▶ EXTRACT TO READ:
Dr. Bender is very much a male chauvinist. He says he is a phallic imperialist. He thinks this is very funny. ("Mini-People")
Grayson's limitations reveal themselves just as quickly, however, whenever he has to narrate anything. Exposition, the communication of background information in order to set up the story, seems to give him particular trouble. In other cases, he lets significant details fall from the narrator's mouth like a bolus of partly-chewed meat: "Some things I couldn't bring myself to talk about with Sean. Like his father ("I Survived Caracas Traffic"). The reader sits in suspense wondering just what the author is about to reveal about Sean's father! Obligingly, the author fills us in with his next paragraph: "At first I figured his parents were divorced, but when he talked about getting social security, I realized Sean's father had died, and from other things he said -- though he never mentioned his father -- I realized it was a hurt so deep I didn't dare explore it." That pretty much covers all we need to know about Sean's father, so we can move on to other things.
One story, entitled "A Clumsy Story," lays bare the mechanisms of short story writing. The "clumsy story" which is the internal object of the framing author's "Preface" and "Apology" bears an uncanny resemblance of style and character of other stories in the book. In a preemptive gesture of meta-fictional irony, thus, Grayson takes up criticisms of his work (such as the one I made above) and incorporates them as the premise of a new story. The question arises within the reader's head: Is Grayson a more proficient writer than I had thought? Maybe all those awkward passages were a sign of true sophistication! Yet it is not just the framed story that is clumsy; it is also the meta-fictional handling. There is none of the comic inventiveness of Barth or Sorrentino; nor is there the poetic play with narrative time that one finds in Calvino or Cortazar.
Yet still one last lingering doubt remains: perhaps this clumsy meta-fictionalizing is an even more subtl ironic criticism of the pretense of meta-fiction to refresh the text, to save it from its fall into conventionality. Perhaps Grayson is telling us that meta-fiction itself has become convention, that this war-horse of "post-modern fiction" is as flyblown as the conventions of Victorian realism. Perhaps. But may I be forgiven if I express my doubt that this is the case. The problem with irony, of course, as Schlegel had already noted nearly two hundred years ago, is that there is no sure way of telling where it begins and ends Irony tends to spread over everything it touches, whether by design or by unwanted extension. But as another man wisely said, just because I can't prove that an abyss won't gape before me when I open my door, doesn't mean I need to act as if it will. Accordingly, then, I draw this review to its meeted close with a timid profession of faith: sometimes "a clumsy story" is just that, and meta-fictional irony -- or is it meta-meta-fictional irony? -- can do nothing to persuade me that it is more
Tyrus Miller teaches Comparative Literature, English and Film Studies at Yale University, where he is working on a critical study of late modernist fiction. His most recent publications include articles on Beckett, Mina Loy, William Carlos Williams, C. Day Lewis, John Cage, and Massimo Cacciari.

▶ DESCRIPTION OF THE TASK: Please answer from the review: whose comic inventiveness does it say is missing from the meta-fictional handling in "A Clumsy Story"?

▶ INFORMATION:
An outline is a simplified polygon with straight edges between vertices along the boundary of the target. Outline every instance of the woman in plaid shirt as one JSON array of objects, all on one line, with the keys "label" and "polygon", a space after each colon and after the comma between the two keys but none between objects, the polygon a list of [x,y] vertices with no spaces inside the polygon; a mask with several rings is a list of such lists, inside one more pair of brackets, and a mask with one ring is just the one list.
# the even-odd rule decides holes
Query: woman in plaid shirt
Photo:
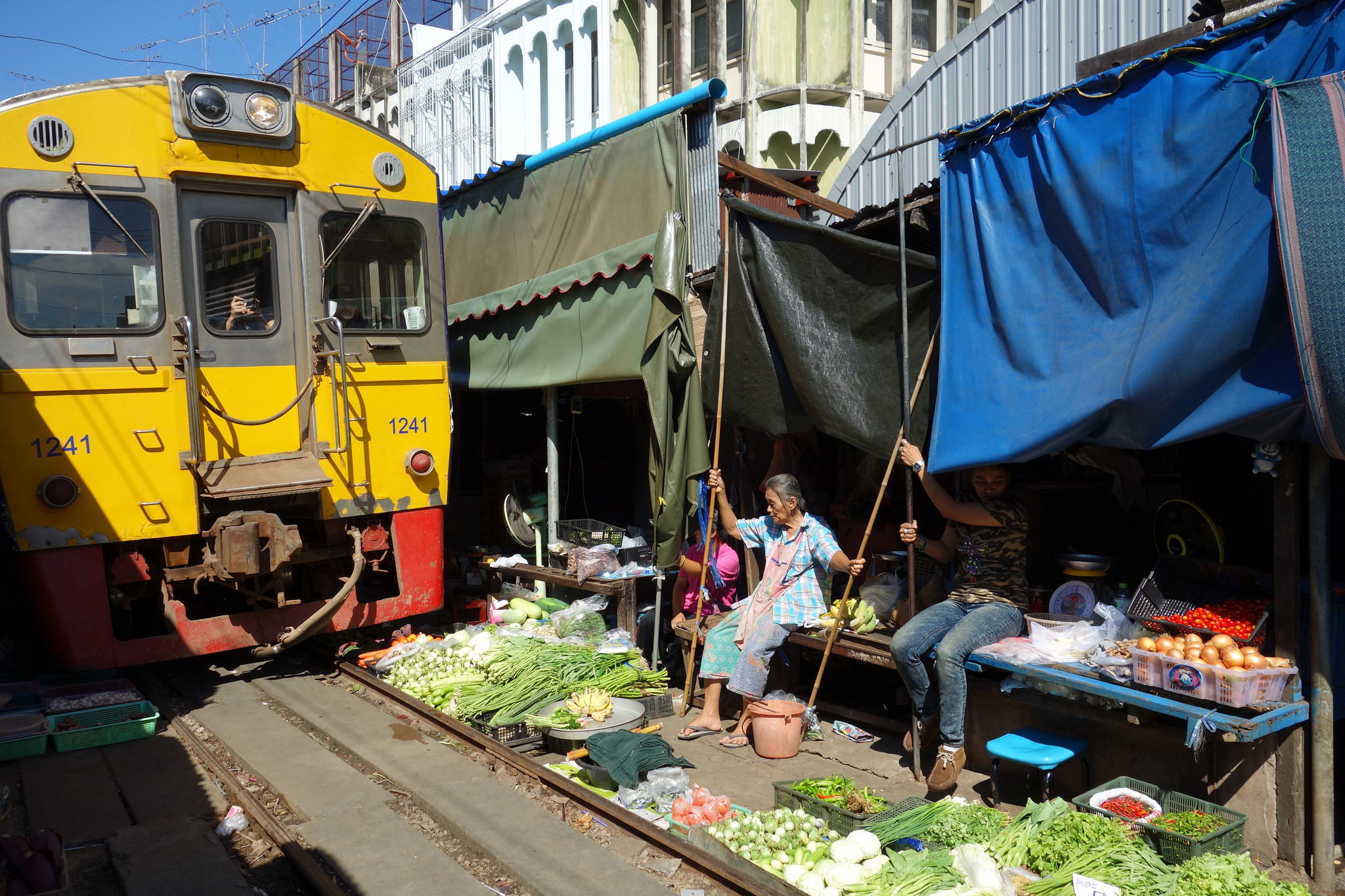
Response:
[{"label": "woman in plaid shirt", "polygon": [[[756,520],[740,520],[733,513],[718,470],[710,470],[709,484],[718,496],[722,531],[742,539],[749,548],[764,548],[765,566],[752,596],[705,635],[701,658],[705,709],[678,735],[682,740],[724,729],[720,695],[725,682],[729,690],[742,696],[742,719],[746,720],[752,703],[765,692],[776,647],[804,619],[826,613],[829,571],[859,575],[863,568],[863,560],[847,557],[827,524],[807,512],[799,481],[788,473],[767,480],[768,514]],[[737,735],[724,737],[720,744],[746,747],[748,724],[744,721]]]}]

▶ RESPONSE TO THIS EXERCISE: Barth's and Sorrentino's.